▸ Exercise description: How many lines in the records below contain the word "every" with the same capitalization? Give only the number.
::::::
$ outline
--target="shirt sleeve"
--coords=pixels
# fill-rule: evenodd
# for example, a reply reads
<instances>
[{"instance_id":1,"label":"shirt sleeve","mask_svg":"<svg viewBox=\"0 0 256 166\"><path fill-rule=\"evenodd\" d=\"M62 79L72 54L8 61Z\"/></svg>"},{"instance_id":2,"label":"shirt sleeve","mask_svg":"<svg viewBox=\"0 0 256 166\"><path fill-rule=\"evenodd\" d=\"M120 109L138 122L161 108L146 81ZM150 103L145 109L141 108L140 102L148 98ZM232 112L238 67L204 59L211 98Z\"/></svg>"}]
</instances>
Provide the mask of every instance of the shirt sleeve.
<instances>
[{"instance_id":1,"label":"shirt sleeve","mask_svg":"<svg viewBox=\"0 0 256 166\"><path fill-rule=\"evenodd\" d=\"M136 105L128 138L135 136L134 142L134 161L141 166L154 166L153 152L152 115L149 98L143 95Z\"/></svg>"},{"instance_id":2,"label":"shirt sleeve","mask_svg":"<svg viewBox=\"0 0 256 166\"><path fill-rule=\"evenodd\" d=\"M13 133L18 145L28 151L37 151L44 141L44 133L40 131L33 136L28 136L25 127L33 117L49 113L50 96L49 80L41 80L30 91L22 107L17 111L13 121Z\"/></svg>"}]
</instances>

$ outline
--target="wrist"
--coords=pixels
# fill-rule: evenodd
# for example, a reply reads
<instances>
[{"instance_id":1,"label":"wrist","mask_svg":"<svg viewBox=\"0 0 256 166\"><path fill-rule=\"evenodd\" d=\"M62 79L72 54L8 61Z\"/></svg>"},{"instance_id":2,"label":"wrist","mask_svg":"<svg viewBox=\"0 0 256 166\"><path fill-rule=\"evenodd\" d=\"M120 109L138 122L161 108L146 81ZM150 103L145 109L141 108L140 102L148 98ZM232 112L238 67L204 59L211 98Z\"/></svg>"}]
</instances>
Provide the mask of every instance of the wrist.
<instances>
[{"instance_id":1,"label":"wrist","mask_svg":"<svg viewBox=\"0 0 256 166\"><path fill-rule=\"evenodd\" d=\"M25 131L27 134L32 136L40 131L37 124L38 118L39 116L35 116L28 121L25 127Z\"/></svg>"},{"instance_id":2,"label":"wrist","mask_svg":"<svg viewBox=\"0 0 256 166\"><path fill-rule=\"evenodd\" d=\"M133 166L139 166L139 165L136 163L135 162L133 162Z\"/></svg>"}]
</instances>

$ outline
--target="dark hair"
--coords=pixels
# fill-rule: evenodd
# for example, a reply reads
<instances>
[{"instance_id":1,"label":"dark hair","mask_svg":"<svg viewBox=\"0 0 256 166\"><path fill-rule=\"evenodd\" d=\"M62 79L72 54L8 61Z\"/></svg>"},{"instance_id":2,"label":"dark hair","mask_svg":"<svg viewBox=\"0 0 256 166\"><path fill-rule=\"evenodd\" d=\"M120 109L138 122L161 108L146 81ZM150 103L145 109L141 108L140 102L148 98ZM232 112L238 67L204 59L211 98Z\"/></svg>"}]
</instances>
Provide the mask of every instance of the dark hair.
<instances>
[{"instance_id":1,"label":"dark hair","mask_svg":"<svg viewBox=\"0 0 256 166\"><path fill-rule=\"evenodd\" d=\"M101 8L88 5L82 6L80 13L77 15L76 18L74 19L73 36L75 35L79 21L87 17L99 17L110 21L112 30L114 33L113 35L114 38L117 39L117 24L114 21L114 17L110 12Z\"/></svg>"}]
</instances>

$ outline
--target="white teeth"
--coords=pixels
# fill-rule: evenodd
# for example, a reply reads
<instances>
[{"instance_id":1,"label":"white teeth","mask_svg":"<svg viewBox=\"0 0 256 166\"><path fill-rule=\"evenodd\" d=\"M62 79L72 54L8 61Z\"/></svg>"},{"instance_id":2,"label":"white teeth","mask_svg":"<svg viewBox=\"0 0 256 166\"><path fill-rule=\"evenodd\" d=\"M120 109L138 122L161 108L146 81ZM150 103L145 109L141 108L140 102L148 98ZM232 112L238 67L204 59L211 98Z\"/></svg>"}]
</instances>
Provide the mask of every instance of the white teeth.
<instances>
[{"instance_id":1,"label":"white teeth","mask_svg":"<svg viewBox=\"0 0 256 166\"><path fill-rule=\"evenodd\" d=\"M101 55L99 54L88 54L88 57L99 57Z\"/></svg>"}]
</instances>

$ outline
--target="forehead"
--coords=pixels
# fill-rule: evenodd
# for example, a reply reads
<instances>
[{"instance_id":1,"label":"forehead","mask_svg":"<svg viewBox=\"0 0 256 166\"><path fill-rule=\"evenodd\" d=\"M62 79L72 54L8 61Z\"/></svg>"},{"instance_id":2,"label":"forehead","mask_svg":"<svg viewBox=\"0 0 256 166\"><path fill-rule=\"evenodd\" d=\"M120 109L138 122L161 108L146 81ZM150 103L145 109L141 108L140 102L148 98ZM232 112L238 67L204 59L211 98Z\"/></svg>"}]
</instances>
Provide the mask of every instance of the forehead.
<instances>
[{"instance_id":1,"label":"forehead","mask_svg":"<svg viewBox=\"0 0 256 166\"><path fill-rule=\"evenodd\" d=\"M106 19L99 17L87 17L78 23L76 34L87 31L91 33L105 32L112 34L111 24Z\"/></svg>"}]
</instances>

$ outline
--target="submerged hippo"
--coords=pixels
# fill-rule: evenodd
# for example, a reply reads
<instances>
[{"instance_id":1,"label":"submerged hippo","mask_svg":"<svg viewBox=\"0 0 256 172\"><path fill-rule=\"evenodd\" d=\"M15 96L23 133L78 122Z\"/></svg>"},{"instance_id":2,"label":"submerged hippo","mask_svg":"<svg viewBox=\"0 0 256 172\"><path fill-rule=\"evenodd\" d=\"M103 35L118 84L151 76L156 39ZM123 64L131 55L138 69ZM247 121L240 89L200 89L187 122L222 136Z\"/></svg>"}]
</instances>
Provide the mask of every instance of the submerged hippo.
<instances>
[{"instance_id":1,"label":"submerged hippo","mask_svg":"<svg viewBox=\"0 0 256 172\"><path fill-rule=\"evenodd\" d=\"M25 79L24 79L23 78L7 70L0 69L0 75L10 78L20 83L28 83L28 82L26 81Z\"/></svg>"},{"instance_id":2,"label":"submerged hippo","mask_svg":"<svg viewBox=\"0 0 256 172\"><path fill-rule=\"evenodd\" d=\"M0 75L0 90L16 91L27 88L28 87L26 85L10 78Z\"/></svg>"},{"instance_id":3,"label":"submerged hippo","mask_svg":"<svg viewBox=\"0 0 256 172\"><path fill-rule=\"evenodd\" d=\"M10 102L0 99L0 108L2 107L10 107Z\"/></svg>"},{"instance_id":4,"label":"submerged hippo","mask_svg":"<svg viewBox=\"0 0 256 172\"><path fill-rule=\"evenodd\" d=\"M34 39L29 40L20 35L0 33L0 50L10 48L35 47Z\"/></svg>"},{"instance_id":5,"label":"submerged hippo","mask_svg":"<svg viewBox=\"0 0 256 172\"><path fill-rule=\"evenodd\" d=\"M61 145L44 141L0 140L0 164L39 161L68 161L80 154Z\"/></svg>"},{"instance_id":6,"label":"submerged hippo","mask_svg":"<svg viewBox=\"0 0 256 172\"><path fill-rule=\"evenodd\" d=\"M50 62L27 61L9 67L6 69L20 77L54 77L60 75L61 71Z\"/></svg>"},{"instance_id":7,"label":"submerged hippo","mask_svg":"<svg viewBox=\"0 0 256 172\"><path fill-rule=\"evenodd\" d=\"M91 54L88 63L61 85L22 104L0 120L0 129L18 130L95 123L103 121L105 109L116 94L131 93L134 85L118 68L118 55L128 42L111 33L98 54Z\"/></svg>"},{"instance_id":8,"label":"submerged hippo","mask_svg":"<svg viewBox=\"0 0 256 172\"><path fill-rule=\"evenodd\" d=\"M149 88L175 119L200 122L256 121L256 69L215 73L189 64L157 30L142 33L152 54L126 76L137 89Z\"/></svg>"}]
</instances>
::::::
▸ Solved exercise: 6